• GIVEN DATA:

****************************************

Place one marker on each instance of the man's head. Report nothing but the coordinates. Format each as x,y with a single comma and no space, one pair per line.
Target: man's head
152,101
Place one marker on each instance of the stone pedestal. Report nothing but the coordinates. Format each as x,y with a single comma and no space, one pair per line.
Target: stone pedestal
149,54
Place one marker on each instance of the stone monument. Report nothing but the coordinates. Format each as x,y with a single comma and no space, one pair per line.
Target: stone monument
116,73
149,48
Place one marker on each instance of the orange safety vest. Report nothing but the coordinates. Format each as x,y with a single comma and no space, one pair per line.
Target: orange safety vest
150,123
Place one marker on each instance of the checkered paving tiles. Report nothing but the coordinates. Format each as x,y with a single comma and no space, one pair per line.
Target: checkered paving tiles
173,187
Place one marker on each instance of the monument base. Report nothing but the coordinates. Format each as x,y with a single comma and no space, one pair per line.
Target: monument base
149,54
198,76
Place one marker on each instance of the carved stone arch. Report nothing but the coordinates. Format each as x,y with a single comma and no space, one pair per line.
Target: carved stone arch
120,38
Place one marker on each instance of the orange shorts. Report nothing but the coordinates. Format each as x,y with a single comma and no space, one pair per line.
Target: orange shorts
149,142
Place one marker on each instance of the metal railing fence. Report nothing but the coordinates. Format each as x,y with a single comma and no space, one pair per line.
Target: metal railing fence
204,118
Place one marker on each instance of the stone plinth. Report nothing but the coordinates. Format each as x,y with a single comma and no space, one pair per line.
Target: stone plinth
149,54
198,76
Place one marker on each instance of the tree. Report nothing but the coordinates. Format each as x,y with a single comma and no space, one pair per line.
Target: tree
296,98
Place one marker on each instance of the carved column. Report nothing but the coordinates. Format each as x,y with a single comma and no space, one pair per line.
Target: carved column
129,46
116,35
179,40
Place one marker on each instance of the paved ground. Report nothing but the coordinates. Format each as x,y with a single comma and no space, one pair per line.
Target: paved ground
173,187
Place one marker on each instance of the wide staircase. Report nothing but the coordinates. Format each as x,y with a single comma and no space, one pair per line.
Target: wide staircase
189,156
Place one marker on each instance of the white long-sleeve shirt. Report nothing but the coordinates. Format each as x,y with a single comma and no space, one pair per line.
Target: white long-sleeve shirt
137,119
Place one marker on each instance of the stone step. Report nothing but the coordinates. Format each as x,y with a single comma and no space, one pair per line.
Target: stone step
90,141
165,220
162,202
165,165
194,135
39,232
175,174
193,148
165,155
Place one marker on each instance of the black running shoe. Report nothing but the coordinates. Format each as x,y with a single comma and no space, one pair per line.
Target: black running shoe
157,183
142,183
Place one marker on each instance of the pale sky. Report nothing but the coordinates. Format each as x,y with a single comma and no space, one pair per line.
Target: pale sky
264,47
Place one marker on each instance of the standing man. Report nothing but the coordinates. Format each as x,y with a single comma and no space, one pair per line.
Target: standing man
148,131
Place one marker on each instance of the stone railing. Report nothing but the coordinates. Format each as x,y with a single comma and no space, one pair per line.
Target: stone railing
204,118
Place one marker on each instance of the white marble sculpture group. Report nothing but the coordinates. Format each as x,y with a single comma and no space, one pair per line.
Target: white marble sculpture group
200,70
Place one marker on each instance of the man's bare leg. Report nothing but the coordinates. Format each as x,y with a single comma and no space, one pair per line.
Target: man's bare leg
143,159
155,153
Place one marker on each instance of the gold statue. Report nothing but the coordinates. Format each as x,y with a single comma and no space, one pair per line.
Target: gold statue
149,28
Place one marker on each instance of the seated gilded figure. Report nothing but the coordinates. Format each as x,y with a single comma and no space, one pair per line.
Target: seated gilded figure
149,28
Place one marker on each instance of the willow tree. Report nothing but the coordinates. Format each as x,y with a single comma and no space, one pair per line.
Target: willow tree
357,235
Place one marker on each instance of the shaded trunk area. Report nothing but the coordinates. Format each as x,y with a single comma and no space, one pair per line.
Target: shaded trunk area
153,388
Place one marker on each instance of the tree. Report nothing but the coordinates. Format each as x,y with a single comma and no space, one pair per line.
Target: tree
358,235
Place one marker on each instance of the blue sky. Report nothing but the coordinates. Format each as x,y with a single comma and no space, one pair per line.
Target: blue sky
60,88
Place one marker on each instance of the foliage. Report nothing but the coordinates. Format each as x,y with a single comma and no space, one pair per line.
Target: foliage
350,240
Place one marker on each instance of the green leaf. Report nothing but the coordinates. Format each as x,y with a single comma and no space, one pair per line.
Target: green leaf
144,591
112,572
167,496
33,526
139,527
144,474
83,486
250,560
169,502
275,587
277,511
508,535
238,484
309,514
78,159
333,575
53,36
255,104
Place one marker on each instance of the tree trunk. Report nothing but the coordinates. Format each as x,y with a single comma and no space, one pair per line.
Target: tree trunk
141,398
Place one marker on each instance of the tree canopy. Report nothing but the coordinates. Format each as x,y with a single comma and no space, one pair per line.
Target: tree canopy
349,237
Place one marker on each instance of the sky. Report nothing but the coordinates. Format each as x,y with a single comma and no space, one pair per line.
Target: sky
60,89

****************************************

• WHAT YOU ARE ASKED TO DO: Can you extract every line above and copy each one word for word, without changing anything?

• THE RESPONSE:
Place one marker on each instance of the man's head. Report nothing but the coordinates. Format each as x,y with a single comma and no space, one pair per line.
Target: man's head
152,101
Place one marker on each instance of the stone pedestal. Report nothing but the coordinates. Format each as x,y with a single comma and no space, one pair per line.
Target: stone pedestal
149,54
Place one marker on each instance of the stone monument. Report nothing but the coordinates. Format each as x,y with a single comma and no space, one pair per line.
Target: stone monument
116,73
149,48
Place one marker on each instance of the orange safety vest. Report nothing but the coordinates. Format each as x,y with a single comma and no space, one pair per line.
Target: orange safety vest
150,123
Place one marker on each instance of the checkered paving tiles. Report nothing but the coordinates. Format each as x,y with a single comma and no space, one pair per line.
Target: checkered paving tiles
173,187
Place one marker on each instance of the monument base. Report nothing but the coordinates. Format each as x,y with a single comma and no space, one pair per line.
Target: monument base
149,54
198,76
Place one marker on each instance of the carved stone arch. Report nothing but the coordinates. Format each as x,y with a single comma and no space, one pair per line.
Target: carved stone arch
120,38
Place one marker on each instance of the orange shorts. Report nothing but the coordinates. Format each as x,y with a single comma and no space, one pair per line.
Target: orange shorts
149,142
Place one marker on each instance of the metal railing fence. Report nothing but the coordinates. Format each as x,y with a single comma and no space, one pair per line.
Target: metal railing fence
204,118
Place one marker on each instance of the stone plinth. Report nothing but the coordinates. Format each as x,y with a single comma and no space, one pair per line.
Target: stone plinth
149,54
198,76
Place one marker on each instance of the tree. Report nothing but the coordinates. Format each as x,y with a single comma and no space, one pair per line.
Target: tree
296,98
Place one marker on each instance of the carved column. Report nothing but the coordinates. Format each as x,y with a single comma and no space, one pair per line.
Target: carved column
129,46
116,35
179,40
Place one marker on each instance of the paved ground. Report nothing but the coordinates. Format each as x,y with a single comma and no space, one pair per line.
Target: paved ground
173,187
Place one marker on each instance of the wide staircase. Report nothing but the coordinates. Format each as x,y with a single comma and no space, one pair per line.
Target: wide staircase
189,156
Place one marker on each instance of the white long-sleeve shirt. Report nothing but the coordinates. Format each as x,y with a single comma and no space, one pair per line.
Target: white long-sleeve shirt
137,119
Place one marker on each instance of the stone step. Report nothing but the coordinates. Format each as x,y with a single comma and no space, one pair per line.
Target: stone step
90,141
165,220
162,202
165,165
194,135
39,232
175,174
193,148
165,155
Place one marker on each instance of the black running shoe. Report nothing but the coordinates. Format each as x,y with a single comma and no space, one pair per line.
Target: black running shoe
157,183
142,183
Place one marker on each instance of the pale sky. Report nothing but the coordinates. Format each as x,y with a single comma and no space, one pair per line.
Target: pale sky
264,47
Place one marker on each instance of the standing man. Report nothing but the coordinates. Format each as x,y with a single comma and no space, one pair per line.
Target: standing man
148,131
Place one marker on each instance of the stone railing. Report nothing but the coordinates. Format each as x,y with a single comma and no space, one pair per line.
Target: stone railing
204,118
Place one marker on each instance of the white marble sculpture group. Report nothing but the coordinates. Format each as x,y with a single comma and no space, one pair per line.
Target: white marble sculpture group
200,70
Place one marker on each instance of the man's bare leg. Report nothing but the coordinates. Format each as x,y with a single comma and no space, one pair per line.
Target: man's bare leg
143,159
155,153
Place one marker on each instance of the gold statue. Report nothing but the coordinates. Format each as x,y with a single comma and no space, one pair per line.
Target: gold statue
149,28
Place one marker on each instance of the seated gilded figure. Report nothing but the coordinates. Format each as x,y with a single comma and no space, one pair per line.
Target: seated gilded figure
149,28
Place one marker on each instance of the willow tree. Report nothing but the coordinates. Format each as x,y with a single comma and no space, one pair per line.
Target: willow tree
357,235
Place one marker on each instance of the shaded trunk area. Report nothing but the coordinates. Format each as x,y with a single comma and no space, one pair per line.
Target: shaded trunk area
153,388
Place one marker on each instance of the tree. Report nothing but the coordinates. Format each as x,y with a single comma and no space, one pair per line.
Target: tree
358,235
Place one marker on each instance of the blue sky. Report nothing but the coordinates. Format each as x,y with a single comma and no space, one pair per line.
Target: blue sky
60,88
Place one marker on each instance of the foliage. Report nothing but the coordinates. Format each as x,y with a single comma and no space, one pair per line.
Target: foliage
350,240
Place one marker on each instance of the green leaf. Report nothing but the coordinates. Format each as x,y with a single comma and no space, one pair per line.
Target: green leaf
144,591
112,572
167,496
33,526
139,527
144,474
83,486
250,560
169,502
275,587
277,511
508,535
238,484
309,514
78,159
333,575
53,36
255,104
Place one marker on each instance of the tree trunk. Report nothing but the coordinates. Format each as x,y with a single comma and no space, one pair per line.
Target: tree trunk
141,398
Place one marker on each instance of the tree canopy. Report nothing but the coordinates. Format each as x,y with a single comma and no space, one pair per line.
Target: tree canopy
349,237
Place one marker on each instance of the sky. Report nothing but the coordinates. Format each as x,y with a single comma and no space, one pair per line.
Target: sky
60,89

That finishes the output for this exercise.